__WHAT NEEDS TO BE DONE__: Can you transcribe the spy thriller blurb word for word, starting with "Bishop aimed his" and going on through "back the hammer."?

__SELECTED EXCERPT__:

A hole in the jungle. A house on stilts over a riverbank...
Bishop aimed his gun at the young woman facing the mirror.
"So here's the life-or-death question: who are you and where's van Eyck?"
"I'm nobody."
"You sent the message. You serviced his drop. You showed at the meet."
"I don't know him-I don't know anything!"
"You're lying." Bishop thumbed back the hammer.
Dead inside, he wanted to kill. Something, someone, anyone...
This one.
Ten years have passed since Nathan Muir rescued Tom Bishop from a Suzhou Prison and escaped the Agency for good. Now, all his former agents have suddenly vanished leaving the CIA blinded around the globe. Then a coded message comes in from Malaysia with astonishing news: a lone spy has survived the mysterious purge. Long forgotten in Kuala Lumpur, he claims to know the secrets behind Muir's networks and a new cataclysmic danger threatening the world. There's just one catch. He'll only come in to the one man Langley trusts less and despises more than Nathan Muir: Tom Bishop.
With Muir's Gambit, Michael Frost Beckner cleverly disguised a character-study of CIA moral dissolution and the struggle for redemption as an unrestrained spy thriller. In the process, he added a new, unconventional narrator to the great characters of espionage fiction: the best-intentioned, remarkably hapless, never-offended but ever-aggrieved Agency lawyer, Russell Aiken.

[Dataset records]

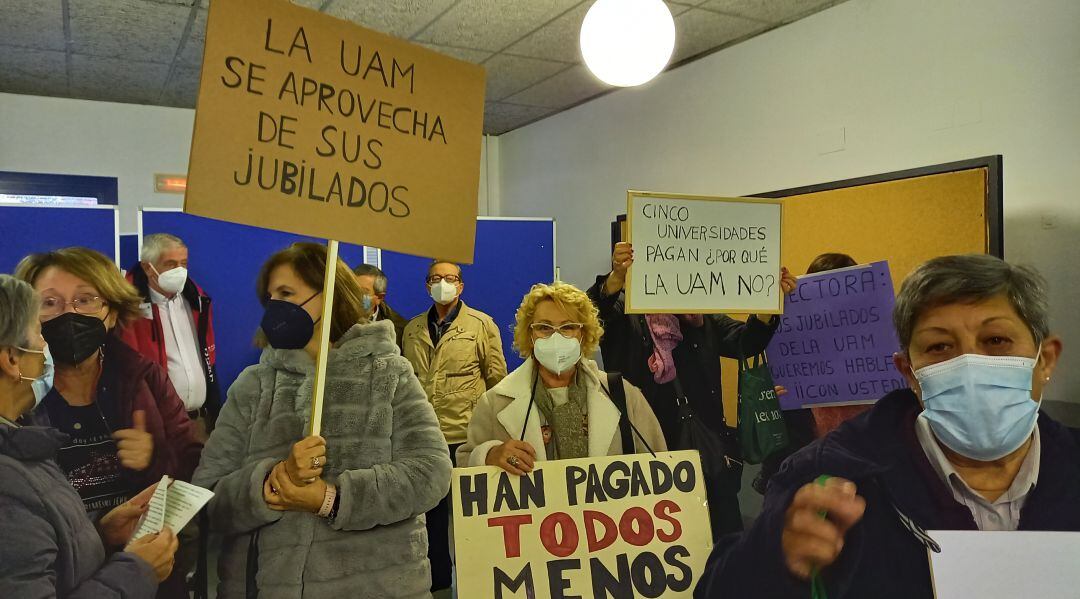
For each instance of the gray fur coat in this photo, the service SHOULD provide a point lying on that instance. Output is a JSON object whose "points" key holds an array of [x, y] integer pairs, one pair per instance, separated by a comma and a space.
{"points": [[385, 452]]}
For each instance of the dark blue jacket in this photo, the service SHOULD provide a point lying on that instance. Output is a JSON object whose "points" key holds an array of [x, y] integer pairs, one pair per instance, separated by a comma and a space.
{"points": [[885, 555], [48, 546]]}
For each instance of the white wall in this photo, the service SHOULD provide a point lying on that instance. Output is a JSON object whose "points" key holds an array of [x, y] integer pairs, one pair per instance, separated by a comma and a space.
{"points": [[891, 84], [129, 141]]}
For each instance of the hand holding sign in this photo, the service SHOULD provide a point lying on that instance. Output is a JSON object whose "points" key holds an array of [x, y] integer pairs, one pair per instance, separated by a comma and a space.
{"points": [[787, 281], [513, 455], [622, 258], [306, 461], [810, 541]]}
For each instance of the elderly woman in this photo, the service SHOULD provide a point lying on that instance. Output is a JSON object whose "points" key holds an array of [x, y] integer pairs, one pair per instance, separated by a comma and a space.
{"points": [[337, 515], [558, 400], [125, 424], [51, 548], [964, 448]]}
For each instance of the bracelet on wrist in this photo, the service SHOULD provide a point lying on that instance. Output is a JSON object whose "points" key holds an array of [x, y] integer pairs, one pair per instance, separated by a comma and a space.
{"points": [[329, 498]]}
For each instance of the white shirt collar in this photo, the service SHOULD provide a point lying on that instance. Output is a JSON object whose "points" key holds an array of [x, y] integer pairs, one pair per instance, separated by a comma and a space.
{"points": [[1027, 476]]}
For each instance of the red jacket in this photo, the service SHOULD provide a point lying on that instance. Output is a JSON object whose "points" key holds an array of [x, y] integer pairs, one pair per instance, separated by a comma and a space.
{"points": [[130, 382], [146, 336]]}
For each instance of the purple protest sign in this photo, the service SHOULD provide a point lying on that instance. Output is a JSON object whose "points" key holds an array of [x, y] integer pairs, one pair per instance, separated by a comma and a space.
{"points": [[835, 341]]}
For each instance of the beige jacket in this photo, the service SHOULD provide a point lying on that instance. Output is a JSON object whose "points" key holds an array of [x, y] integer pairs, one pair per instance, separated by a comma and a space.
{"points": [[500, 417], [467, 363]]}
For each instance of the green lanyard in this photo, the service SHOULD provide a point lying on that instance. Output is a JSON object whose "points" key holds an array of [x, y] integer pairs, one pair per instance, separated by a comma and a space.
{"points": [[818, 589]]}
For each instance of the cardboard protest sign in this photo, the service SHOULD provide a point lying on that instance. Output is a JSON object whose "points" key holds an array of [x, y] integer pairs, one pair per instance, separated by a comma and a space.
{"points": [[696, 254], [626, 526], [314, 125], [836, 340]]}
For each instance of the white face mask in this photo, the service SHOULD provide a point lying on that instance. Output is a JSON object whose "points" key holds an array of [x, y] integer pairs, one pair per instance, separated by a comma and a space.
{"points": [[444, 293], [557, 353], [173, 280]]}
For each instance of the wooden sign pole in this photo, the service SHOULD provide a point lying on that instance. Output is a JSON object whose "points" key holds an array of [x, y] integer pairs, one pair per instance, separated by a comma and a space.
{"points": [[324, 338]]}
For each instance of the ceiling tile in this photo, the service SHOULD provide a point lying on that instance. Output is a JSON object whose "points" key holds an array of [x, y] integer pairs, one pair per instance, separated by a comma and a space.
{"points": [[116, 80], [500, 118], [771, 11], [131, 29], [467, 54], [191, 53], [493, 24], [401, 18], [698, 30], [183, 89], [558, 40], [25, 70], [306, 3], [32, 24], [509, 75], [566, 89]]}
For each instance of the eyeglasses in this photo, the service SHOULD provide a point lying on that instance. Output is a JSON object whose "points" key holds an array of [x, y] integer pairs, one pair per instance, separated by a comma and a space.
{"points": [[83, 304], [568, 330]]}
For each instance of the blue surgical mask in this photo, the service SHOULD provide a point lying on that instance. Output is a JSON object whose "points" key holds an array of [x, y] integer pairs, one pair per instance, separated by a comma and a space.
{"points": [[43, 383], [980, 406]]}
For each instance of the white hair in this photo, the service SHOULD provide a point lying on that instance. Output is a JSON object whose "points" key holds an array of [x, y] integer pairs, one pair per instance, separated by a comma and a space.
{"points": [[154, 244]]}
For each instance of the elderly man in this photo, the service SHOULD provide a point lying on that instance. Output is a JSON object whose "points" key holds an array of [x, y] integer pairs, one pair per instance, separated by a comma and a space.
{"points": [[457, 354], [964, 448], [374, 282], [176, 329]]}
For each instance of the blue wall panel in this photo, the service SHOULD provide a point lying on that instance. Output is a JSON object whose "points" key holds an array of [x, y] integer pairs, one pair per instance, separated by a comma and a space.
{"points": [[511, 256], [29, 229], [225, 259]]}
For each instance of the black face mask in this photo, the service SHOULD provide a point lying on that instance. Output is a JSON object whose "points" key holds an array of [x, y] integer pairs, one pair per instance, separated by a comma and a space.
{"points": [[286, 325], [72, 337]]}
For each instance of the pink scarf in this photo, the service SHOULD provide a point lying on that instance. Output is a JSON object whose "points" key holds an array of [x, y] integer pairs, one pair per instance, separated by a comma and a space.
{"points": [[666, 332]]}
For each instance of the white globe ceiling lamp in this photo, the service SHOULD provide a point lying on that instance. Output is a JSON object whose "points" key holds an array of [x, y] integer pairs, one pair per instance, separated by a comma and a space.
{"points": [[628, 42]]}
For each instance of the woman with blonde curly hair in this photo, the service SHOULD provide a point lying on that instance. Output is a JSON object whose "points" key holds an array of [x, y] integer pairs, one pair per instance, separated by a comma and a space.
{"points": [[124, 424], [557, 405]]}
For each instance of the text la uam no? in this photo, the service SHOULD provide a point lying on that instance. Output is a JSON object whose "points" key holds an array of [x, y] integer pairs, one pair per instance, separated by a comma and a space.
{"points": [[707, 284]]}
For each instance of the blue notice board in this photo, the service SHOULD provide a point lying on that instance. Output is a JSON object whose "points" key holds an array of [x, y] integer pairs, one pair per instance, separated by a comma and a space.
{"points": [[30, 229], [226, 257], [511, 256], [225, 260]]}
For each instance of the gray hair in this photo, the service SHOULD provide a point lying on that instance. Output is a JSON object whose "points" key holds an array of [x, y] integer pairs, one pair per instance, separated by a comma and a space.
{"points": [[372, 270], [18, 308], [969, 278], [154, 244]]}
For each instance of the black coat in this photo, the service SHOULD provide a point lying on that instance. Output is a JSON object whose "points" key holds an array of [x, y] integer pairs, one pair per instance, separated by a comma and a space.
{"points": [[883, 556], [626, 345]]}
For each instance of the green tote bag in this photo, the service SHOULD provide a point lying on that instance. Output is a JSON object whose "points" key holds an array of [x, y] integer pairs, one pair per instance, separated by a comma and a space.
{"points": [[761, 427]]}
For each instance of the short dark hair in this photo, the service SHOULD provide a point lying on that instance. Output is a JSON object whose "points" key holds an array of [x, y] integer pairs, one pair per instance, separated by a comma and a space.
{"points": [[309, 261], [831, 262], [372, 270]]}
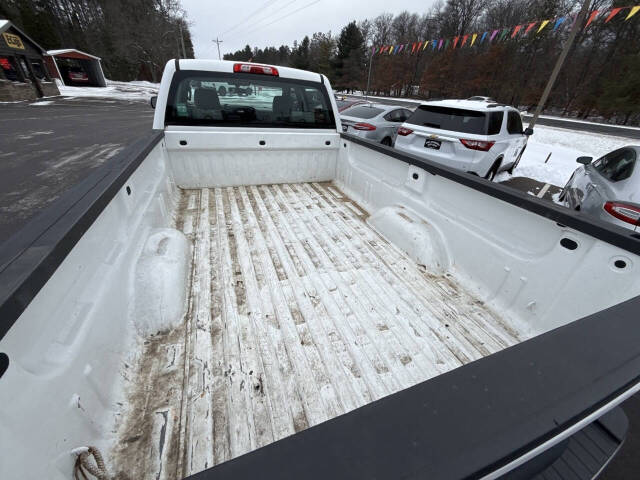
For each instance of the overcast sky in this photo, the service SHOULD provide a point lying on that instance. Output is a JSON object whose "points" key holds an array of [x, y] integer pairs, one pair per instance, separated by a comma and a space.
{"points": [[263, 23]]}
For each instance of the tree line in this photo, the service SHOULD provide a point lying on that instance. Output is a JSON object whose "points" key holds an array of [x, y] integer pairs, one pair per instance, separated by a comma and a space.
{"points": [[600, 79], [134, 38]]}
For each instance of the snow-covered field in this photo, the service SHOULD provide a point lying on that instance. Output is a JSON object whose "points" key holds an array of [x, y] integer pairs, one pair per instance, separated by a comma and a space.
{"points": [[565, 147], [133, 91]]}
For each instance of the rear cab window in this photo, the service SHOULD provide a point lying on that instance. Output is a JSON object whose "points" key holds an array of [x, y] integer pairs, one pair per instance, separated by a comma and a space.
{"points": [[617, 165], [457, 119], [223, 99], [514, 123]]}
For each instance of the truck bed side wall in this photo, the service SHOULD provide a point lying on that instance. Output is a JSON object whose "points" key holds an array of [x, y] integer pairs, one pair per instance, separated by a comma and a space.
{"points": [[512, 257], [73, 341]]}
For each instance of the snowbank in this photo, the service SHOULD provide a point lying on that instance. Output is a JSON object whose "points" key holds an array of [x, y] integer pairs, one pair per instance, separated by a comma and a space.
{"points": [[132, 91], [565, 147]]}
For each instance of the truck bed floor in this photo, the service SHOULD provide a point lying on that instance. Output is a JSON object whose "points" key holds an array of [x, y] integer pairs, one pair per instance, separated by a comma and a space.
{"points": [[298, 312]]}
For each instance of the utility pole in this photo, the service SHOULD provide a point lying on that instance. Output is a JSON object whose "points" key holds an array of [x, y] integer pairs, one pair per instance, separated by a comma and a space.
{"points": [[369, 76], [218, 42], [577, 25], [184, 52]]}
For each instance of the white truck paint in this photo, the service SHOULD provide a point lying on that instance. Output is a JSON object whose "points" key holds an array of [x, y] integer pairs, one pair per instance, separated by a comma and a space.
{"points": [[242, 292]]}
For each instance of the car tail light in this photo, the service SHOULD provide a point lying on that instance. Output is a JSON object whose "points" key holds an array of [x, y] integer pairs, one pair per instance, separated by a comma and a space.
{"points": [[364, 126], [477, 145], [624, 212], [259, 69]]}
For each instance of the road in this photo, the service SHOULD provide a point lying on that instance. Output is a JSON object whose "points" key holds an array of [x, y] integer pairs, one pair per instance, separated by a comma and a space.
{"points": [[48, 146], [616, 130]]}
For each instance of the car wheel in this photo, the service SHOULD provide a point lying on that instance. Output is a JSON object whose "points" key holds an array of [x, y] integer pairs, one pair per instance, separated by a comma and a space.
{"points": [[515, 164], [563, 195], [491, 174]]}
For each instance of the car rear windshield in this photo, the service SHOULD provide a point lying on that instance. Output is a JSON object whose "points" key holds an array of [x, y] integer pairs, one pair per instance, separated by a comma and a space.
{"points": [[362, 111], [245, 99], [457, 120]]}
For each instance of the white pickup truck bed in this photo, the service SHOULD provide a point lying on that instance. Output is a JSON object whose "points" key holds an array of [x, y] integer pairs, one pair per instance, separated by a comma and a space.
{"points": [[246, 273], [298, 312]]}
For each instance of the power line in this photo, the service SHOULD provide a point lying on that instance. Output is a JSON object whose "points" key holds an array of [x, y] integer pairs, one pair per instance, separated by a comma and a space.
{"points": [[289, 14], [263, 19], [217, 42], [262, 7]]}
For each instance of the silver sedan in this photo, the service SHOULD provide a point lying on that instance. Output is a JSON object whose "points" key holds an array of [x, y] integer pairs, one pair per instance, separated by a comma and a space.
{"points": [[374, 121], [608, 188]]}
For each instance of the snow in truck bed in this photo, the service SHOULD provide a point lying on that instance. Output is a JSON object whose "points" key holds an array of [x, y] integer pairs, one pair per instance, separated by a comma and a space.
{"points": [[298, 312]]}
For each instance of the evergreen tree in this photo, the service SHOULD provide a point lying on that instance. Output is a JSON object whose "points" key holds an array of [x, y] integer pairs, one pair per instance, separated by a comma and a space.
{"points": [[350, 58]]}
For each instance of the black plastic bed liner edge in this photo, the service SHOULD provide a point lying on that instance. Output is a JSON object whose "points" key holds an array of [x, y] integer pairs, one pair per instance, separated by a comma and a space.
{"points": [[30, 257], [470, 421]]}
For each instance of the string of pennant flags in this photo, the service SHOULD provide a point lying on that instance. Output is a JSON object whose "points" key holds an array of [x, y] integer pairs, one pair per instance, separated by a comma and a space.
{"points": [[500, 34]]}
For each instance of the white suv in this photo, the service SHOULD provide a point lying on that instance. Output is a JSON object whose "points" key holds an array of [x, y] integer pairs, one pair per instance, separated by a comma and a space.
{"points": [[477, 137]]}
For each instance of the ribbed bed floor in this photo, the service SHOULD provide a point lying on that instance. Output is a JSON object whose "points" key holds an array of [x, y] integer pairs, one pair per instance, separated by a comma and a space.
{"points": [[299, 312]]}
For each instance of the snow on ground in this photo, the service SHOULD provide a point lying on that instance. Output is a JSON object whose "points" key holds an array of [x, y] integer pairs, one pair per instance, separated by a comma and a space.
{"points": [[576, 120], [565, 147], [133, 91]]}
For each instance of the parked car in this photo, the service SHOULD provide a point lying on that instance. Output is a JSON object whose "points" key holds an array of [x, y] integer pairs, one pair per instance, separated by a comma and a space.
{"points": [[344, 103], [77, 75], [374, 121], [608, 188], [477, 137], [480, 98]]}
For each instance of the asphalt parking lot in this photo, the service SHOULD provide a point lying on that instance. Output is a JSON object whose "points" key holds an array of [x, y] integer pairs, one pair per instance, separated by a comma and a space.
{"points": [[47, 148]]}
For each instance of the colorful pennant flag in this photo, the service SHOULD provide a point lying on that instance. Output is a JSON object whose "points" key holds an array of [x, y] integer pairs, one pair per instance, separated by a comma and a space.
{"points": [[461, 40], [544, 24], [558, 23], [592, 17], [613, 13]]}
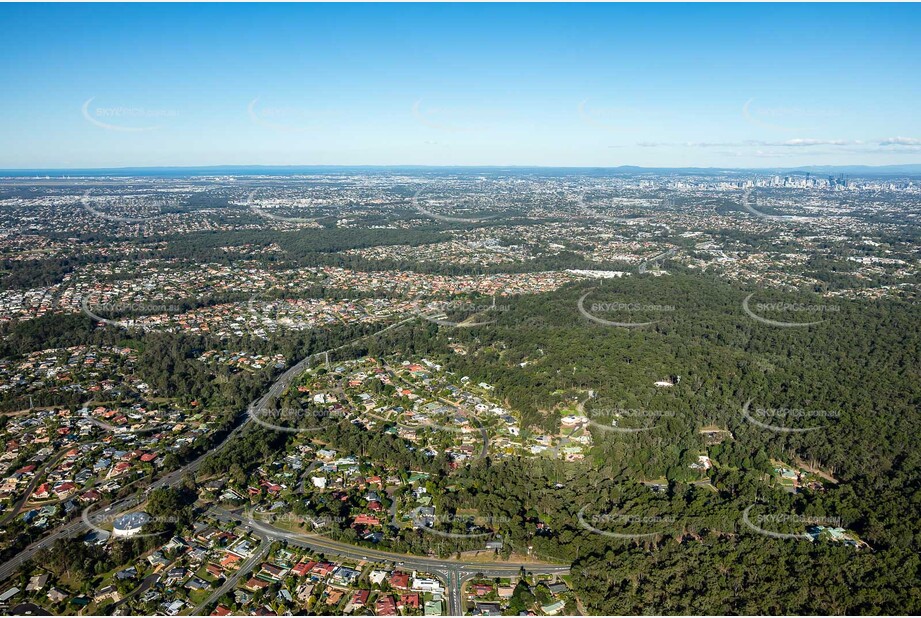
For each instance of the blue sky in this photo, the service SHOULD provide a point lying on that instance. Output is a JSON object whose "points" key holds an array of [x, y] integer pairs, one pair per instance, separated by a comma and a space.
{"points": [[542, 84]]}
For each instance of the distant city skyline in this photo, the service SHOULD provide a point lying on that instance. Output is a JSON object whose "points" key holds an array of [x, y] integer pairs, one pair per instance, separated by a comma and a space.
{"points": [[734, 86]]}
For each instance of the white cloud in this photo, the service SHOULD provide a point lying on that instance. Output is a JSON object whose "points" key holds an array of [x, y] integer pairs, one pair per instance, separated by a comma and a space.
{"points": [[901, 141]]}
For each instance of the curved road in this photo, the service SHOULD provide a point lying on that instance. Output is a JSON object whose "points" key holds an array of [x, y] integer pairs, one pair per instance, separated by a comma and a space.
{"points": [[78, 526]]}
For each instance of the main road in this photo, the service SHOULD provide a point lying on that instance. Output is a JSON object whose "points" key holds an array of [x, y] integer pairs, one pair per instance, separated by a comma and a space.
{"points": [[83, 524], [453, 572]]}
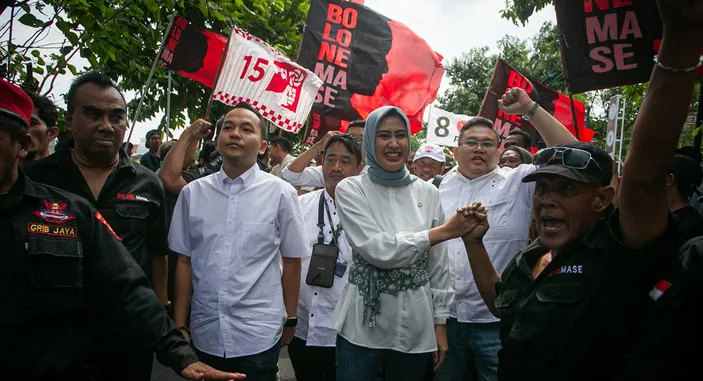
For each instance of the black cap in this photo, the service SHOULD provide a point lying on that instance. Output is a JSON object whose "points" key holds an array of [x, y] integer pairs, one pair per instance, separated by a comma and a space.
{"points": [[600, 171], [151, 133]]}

__ANSWER TO THIS TASK__:
Bishop aimed his gun at the young woman facing the mirror.
"So here's the life-or-death question: who are you and where's van Eyck?"
"I'm nobody."
"You sent the message. You serviced his drop. You showed at the meet."
"I don't know him-I don't know anything!"
"You're lying." Bishop thumbed back the hammer.